- **Job**: Rewrite the lines below as a numbered list, skipping any blank lines and leaving out the pictures.

- **Material for the task**:
####################

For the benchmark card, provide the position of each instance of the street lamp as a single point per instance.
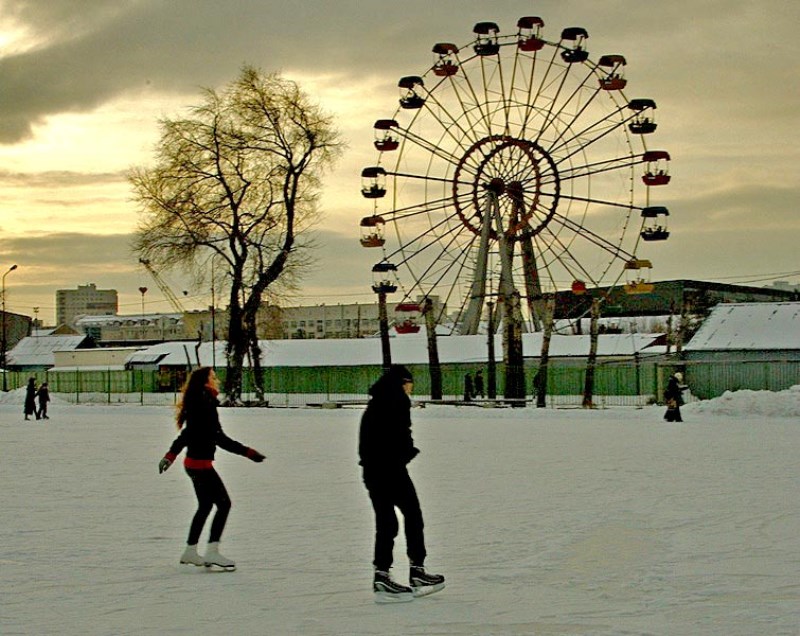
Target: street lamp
(143, 291)
(5, 341)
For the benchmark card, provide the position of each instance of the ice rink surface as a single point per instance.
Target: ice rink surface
(544, 521)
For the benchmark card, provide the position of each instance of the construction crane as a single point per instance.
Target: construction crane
(168, 294)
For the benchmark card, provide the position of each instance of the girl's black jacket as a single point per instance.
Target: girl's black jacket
(385, 436)
(203, 432)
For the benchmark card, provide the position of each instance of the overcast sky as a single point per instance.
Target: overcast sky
(83, 83)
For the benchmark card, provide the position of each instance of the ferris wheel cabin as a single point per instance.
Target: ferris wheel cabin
(614, 80)
(372, 231)
(576, 53)
(407, 318)
(638, 270)
(409, 98)
(656, 170)
(529, 33)
(486, 42)
(643, 123)
(385, 141)
(445, 65)
(382, 282)
(373, 182)
(654, 223)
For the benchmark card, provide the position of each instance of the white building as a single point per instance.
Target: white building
(86, 300)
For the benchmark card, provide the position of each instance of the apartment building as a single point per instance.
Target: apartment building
(86, 300)
(354, 320)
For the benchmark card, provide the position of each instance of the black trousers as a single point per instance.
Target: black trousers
(210, 492)
(389, 490)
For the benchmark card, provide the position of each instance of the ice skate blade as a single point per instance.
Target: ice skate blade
(427, 590)
(198, 564)
(216, 567)
(388, 597)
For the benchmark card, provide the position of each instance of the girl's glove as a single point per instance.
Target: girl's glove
(255, 456)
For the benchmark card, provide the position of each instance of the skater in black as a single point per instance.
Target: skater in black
(479, 384)
(30, 399)
(43, 395)
(385, 448)
(673, 395)
(200, 434)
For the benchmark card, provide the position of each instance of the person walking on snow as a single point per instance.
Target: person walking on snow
(385, 448)
(43, 395)
(673, 395)
(30, 399)
(200, 434)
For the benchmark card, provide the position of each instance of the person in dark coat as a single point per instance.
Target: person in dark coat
(469, 388)
(43, 395)
(673, 395)
(385, 448)
(479, 384)
(200, 434)
(30, 399)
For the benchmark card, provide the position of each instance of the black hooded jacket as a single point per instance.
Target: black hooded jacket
(385, 437)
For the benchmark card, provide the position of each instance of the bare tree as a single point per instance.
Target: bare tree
(237, 180)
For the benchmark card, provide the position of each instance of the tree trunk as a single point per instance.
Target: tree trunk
(235, 350)
(591, 361)
(514, 389)
(383, 319)
(491, 373)
(540, 381)
(435, 368)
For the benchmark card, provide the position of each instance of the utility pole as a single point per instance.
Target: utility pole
(5, 339)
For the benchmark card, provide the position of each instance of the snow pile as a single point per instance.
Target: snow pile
(746, 402)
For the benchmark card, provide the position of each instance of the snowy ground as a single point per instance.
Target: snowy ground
(607, 522)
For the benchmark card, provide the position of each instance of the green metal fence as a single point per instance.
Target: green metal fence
(629, 382)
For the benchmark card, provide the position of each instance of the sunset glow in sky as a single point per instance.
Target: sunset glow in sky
(83, 85)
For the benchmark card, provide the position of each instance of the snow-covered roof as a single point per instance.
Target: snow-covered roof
(749, 326)
(406, 349)
(37, 351)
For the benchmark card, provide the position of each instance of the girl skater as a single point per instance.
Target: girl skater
(385, 448)
(30, 399)
(200, 434)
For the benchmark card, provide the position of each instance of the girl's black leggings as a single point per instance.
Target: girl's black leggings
(390, 489)
(210, 492)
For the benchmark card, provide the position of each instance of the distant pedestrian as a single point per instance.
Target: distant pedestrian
(43, 395)
(200, 434)
(30, 399)
(673, 396)
(479, 384)
(469, 388)
(385, 447)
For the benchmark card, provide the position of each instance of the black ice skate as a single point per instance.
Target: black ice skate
(389, 591)
(423, 583)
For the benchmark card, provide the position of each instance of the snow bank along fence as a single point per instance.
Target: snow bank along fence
(616, 382)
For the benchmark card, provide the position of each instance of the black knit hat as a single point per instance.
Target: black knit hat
(401, 373)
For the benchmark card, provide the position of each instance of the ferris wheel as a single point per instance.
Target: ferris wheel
(514, 164)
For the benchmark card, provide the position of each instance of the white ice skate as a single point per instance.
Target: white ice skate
(191, 557)
(215, 560)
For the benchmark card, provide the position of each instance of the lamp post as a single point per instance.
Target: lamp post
(143, 291)
(5, 341)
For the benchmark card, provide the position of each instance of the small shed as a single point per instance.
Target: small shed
(745, 346)
(37, 353)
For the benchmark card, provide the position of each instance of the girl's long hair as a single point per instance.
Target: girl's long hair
(192, 393)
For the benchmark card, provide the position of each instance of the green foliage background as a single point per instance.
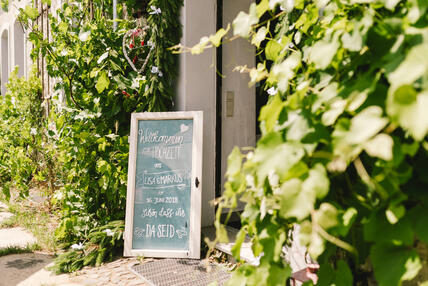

####################

- **Task result**:
1. For the benchmark card, provide the position of each instance of the street lamp as a single point per instance.
2. Target: street lamp
3. (143, 291)
4. (5, 341)
5. For the benchmark card, provide the position of each instance of the ice rink surface as a single point per instance.
6. Target: ice rink surface
7. (544, 521)
8. For the benchmark card, provide the position of each instance of the construction crane as a single point per instance.
9. Target: construction crane
10. (168, 294)
11. For the benchmark card, provide the position of each instance of the girl's black jacket as a single point per instance.
12. Target: girl's black jacket
13. (385, 436)
14. (203, 432)
15. For the benchmark card, provide the position of each instance of the overcast sky as a single point per instance.
16. Target: overcast sky
17. (83, 83)
18. For the benchmark card, provide the position of each instance of the ferris wheel cabin as a single point per instance.
19. Target: ferris wheel cabin
20. (614, 80)
21. (372, 231)
22. (576, 53)
23. (407, 318)
24. (638, 270)
25. (409, 98)
26. (656, 170)
27. (529, 33)
28. (486, 42)
29. (643, 123)
30. (385, 141)
31. (445, 65)
32. (382, 282)
33. (373, 182)
34. (654, 223)
35. For the benchmark card, provide the position of each instance of the white building as a single point per instance.
36. Target: white building
37. (86, 300)
38. For the benchmark card, provide the position of each instance of the apartment building as a single point per instance.
39. Target: apartment building
40. (86, 300)
41. (354, 320)
42. For the benchmark card, provide the position of each instance of the black trousers as a single point per instance.
43. Target: black trousers
44. (210, 492)
45. (389, 490)
46. For the benchmark card, provide the position of each instance of the ice skate blade as a single point per instance.
47. Target: ice skate blade
48. (427, 590)
49. (198, 564)
50. (216, 567)
51. (388, 597)
52. For the benchmark card, provide the position of each instance of the girl's glove as a single point per instance.
53. Target: girl's glove
54. (255, 456)
55. For the benchmark card, provide the position of each instance of the skater in black as a single point per instance.
56. Target: skater in black
57. (479, 384)
58. (30, 399)
59. (43, 395)
60. (385, 448)
61. (673, 395)
62. (200, 434)
63. For the benchmark card, provide the position of each instance of the person walking on snow as a single point per instance.
64. Target: person walking on snow
65. (385, 448)
66. (43, 395)
67. (673, 395)
68. (30, 399)
69. (200, 434)
70. For the benchmark card, provide the position of each instance of the person in dark coat as a single point per instance.
71. Target: person in dark coat
72. (469, 388)
73. (43, 395)
74. (673, 395)
75. (385, 448)
76. (479, 384)
77. (200, 434)
78. (30, 399)
79. For the benchmark card, provide the position of each instance of the black hooded jacket as a single point per instance.
80. Target: black hooded jacket
81. (385, 437)
82. For the benchmark card, provide the position of each instance of the bare tree as a single point per instance.
83. Target: bare tree
84. (237, 180)
85. For the benchmark card, provide the position of each instance of the tree trunk as a single point per instance.
86. Target: tree trunk
87. (235, 350)
88. (591, 361)
89. (514, 389)
90. (383, 319)
91. (491, 373)
92. (540, 381)
93. (435, 368)
94. For the benchmark card, provide the position of each instance of the utility pole as a single point per instance.
95. Target: utility pole
96. (5, 339)
97. For the benchmark card, provide the position of each instance of the snow pile as a single point per instance.
98. Target: snow pile
99. (746, 402)
100. For the benchmark card, provide the position of each instance of the snowy ground as a single point per instance.
101. Target: snowy ground
102. (607, 522)
103. For the benchmark card, provide the position of each instance of the green metal fence as a single point per instance.
104. Target: green metal fence
105. (629, 382)
106. For the benchmark card, provide the position of each instance of the sunset glow in sky as a single point per instance.
107. Target: sunset glow in sky
108. (83, 85)
109. For the benchmark card, provide the position of each instance of the snow-covered roof as a single point per instance.
110. Target: snow-covered roof
111. (749, 326)
112. (406, 349)
113. (37, 351)
114. For the benchmark card, provide the position of each instance of the girl skater as a single point per instance.
115. Target: girl skater
116. (385, 448)
117. (30, 399)
118. (200, 434)
119. For the benchmark card, provide the position of each instance of the girl's black leggings as a single point per instance.
120. Target: girl's black leggings
121. (390, 489)
122. (210, 492)
123. For the benchmark card, provide the position of each instance of the distant pedestrian as a single point per instance.
124. Target: distant pedestrian
125. (43, 395)
126. (200, 434)
127. (30, 399)
128. (673, 396)
129. (479, 384)
130. (469, 388)
131. (385, 447)
132. For the benchmark card, provide the position of each instance of the black ice skate as a single point per instance.
133. Target: black ice skate
134. (389, 591)
135. (423, 583)
136. For the benchmark card, provide the position of each instance of the snow bank along fence as a single point per instance.
137. Target: snow bank along fence
138. (616, 382)
139. For the benchmark card, provide the position of each instance of the black knit hat as a single point per instance.
140. Target: black knit hat
141. (401, 373)
142. For the benchmark card, provide the position of each instance of the ferris wheel as a single point per instance.
143. Target: ferris wheel
144. (514, 164)
145. For the benchmark card, provide the position of each instance of the white ice skate as a single point per instance.
146. Target: white ice skate
147. (191, 557)
148. (215, 560)
149. For the benchmark card, provide the position of each instance of the lamp post as a single point per instance.
150. Target: lamp post
151. (143, 291)
152. (5, 341)
153. For the benchmark card, provide the position of each instance of the small shed as a single point per instance.
154. Target: small shed
155. (745, 346)
156. (37, 353)
157. For the benchmark card, provide the position of each instance of the girl's long hair as a single point per instance.
158. Target: girl's long hair
159. (192, 393)
160. For the benchmark card, provide the position of each instance of the green foliage background as a single point per instance.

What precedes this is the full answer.